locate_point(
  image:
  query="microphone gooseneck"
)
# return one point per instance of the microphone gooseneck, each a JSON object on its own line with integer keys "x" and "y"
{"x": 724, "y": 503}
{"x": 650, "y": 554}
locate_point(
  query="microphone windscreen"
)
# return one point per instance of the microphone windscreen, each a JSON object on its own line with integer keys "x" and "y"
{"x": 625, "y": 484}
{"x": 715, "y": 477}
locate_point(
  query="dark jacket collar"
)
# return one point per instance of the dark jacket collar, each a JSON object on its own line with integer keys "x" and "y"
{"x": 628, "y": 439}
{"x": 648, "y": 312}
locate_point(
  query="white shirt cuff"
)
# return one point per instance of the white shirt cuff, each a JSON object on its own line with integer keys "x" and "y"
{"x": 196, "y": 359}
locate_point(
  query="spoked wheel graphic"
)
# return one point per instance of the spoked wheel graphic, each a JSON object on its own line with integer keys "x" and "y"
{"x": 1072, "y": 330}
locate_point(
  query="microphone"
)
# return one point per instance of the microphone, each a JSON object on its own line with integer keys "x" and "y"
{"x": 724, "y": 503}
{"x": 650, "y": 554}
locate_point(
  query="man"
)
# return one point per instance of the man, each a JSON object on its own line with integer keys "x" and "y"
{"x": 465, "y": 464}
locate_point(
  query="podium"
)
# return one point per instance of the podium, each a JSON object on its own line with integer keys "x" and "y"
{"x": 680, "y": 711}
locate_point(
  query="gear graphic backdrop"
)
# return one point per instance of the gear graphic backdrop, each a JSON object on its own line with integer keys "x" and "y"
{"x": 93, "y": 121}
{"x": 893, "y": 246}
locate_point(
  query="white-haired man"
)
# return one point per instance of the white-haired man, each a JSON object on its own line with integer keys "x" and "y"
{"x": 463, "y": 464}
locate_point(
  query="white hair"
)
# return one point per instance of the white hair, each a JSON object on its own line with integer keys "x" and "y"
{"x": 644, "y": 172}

What the task asks: The answer must be a single number: how many lines above contain the word "query".

Answer area: 11